Instructions for the task: Arrange the lines from the start of the items through the line that contains "Return the mask of every instance of the ground" as a numbered list, leaving out any blank lines.

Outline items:
[start]

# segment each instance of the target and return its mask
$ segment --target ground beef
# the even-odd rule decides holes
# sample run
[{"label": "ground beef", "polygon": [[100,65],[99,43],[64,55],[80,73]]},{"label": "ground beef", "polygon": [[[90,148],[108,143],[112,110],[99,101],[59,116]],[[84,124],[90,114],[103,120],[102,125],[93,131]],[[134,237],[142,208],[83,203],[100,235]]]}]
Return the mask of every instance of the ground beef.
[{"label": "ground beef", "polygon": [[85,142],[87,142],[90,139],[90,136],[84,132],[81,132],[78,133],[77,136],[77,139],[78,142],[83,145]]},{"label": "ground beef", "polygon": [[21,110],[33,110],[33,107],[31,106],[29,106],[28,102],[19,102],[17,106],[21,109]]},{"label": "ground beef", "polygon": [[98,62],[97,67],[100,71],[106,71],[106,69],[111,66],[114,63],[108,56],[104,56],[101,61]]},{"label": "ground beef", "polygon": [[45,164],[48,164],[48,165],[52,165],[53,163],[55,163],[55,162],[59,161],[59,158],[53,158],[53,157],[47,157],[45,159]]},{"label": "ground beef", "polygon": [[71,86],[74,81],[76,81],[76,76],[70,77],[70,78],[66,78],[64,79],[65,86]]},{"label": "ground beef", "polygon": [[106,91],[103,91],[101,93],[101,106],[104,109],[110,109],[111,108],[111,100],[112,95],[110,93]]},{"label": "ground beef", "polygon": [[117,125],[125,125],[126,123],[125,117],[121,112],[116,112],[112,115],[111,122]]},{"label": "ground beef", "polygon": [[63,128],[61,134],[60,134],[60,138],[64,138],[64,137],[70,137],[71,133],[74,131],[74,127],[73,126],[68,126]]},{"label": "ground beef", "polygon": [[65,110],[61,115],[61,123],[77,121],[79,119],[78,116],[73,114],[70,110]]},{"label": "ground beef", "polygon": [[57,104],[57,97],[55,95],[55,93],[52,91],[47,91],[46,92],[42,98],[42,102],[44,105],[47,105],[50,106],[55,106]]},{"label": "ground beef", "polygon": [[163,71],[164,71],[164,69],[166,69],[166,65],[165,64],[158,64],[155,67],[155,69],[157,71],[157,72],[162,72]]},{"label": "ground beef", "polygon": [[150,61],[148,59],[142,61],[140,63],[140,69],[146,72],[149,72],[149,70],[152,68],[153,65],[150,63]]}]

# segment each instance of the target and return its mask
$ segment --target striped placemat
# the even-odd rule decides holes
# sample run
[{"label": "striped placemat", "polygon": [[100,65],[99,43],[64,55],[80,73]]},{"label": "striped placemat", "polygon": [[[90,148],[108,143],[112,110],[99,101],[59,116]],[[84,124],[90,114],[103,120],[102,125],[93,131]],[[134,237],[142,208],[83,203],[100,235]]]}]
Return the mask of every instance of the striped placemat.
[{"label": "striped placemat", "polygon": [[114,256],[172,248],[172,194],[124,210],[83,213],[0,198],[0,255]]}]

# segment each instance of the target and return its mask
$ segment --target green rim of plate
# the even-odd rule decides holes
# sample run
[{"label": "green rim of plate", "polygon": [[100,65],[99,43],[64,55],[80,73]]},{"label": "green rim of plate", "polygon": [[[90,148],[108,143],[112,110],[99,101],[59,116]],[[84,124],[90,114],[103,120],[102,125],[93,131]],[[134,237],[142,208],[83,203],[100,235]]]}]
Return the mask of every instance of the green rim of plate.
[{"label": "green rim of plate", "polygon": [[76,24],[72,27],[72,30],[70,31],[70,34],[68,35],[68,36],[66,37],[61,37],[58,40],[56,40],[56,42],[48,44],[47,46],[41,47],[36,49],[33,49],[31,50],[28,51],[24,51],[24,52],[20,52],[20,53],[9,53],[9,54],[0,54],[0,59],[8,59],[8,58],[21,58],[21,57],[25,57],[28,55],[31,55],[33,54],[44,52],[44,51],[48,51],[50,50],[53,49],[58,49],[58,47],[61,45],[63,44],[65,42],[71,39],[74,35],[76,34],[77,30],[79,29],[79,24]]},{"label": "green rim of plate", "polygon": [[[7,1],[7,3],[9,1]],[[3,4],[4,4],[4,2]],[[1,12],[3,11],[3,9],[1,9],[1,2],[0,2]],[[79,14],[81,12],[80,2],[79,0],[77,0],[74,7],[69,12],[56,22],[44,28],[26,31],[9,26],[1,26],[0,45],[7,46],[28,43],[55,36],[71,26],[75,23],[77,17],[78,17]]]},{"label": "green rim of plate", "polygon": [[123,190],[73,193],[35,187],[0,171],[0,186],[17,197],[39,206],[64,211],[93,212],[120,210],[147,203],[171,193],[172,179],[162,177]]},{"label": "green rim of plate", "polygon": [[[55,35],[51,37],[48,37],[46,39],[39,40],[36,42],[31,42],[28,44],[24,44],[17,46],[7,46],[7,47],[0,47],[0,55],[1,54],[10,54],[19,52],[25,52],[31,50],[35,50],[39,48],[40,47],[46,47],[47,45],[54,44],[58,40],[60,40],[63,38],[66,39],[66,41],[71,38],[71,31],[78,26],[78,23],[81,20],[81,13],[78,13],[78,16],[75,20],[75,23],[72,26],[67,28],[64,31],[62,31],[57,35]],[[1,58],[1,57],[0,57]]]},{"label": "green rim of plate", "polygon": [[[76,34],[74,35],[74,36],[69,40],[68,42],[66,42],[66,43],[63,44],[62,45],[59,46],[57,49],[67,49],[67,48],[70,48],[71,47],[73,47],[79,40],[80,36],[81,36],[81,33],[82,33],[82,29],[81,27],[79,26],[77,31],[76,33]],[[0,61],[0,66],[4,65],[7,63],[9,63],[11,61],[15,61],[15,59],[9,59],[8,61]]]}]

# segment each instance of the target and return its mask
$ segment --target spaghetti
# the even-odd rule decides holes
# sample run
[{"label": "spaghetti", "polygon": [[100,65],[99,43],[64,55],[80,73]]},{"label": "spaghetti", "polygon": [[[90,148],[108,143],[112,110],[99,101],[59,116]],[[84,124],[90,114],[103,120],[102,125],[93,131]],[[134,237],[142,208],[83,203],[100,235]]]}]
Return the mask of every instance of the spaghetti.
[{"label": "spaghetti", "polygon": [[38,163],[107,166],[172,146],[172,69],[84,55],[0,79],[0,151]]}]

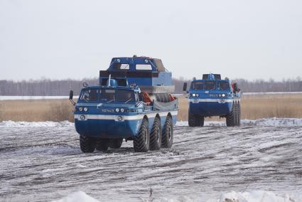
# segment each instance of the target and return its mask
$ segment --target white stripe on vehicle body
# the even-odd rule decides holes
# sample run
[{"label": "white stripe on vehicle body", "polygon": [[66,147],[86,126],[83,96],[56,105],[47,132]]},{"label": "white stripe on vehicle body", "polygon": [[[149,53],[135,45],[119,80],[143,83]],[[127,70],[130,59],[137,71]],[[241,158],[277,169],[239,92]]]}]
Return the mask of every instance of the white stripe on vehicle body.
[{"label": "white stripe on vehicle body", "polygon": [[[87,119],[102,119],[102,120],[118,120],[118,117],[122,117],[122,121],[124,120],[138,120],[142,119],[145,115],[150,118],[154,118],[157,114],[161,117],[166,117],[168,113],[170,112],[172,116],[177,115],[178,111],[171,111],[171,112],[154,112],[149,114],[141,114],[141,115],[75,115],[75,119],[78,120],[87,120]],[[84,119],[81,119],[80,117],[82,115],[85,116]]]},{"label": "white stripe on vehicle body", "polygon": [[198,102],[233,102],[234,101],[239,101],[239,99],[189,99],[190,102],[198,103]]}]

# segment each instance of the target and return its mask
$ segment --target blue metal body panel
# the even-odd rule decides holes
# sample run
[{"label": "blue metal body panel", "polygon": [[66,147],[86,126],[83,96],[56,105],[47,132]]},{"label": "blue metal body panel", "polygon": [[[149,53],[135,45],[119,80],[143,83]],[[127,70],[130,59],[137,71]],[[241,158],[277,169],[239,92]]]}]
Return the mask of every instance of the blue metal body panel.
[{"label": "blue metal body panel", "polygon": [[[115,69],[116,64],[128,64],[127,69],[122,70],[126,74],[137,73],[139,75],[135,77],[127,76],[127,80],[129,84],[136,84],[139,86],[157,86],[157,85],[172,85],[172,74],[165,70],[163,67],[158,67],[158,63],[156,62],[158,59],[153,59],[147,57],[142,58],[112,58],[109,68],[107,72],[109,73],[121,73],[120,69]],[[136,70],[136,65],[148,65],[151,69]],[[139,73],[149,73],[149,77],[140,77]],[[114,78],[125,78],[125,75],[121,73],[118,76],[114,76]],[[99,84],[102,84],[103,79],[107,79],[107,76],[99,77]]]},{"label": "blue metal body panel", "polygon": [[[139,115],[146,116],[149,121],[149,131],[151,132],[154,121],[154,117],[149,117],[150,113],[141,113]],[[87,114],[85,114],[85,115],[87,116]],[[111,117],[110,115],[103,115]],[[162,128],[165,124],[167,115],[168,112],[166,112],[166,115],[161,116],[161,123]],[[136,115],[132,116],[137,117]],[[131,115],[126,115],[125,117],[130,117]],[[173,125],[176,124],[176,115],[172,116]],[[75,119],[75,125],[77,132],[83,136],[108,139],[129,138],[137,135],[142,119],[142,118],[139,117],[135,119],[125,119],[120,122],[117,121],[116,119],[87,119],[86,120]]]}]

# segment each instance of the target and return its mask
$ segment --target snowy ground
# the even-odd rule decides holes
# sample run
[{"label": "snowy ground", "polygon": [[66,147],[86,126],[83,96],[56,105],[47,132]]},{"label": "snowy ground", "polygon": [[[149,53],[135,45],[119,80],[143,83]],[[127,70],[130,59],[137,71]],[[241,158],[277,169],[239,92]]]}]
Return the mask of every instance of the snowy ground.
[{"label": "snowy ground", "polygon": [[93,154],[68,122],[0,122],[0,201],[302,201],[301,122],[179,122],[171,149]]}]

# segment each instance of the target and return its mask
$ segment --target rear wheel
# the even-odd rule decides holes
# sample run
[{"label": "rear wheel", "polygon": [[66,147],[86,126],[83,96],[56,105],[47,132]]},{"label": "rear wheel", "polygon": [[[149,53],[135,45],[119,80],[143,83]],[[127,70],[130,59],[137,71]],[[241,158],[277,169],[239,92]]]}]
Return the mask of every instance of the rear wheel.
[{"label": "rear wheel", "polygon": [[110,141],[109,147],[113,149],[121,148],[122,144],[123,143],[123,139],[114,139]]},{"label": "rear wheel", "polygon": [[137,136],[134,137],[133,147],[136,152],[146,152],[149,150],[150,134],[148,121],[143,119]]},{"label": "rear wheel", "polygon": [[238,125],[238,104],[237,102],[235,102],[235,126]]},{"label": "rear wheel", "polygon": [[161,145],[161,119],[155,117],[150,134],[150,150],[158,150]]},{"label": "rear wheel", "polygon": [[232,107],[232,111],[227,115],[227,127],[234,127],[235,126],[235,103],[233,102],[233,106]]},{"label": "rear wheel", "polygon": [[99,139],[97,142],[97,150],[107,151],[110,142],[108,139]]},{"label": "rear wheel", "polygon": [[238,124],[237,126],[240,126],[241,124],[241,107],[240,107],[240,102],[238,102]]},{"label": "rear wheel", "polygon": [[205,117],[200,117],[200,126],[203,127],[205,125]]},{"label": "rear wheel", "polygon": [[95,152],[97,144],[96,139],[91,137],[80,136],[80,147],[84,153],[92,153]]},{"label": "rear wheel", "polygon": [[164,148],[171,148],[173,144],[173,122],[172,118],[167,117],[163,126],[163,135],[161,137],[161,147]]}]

[end]

The solution:
1. # segment each instance of the target and return its mask
2. $ segment --target ground beef
3. # the even-odd rule decides holes
4. # sample run
5. [{"label": "ground beef", "polygon": [[100,65],[99,43],[64,55],[80,73]]},{"label": "ground beef", "polygon": [[[90,148],[108,143],[112,110],[99,101],[59,116]],[[84,124],[90,114],[103,120],[102,125],[93,131]],[[134,237],[142,208],[83,203],[100,235]]]}]
6. Return the mask of every instance of the ground beef.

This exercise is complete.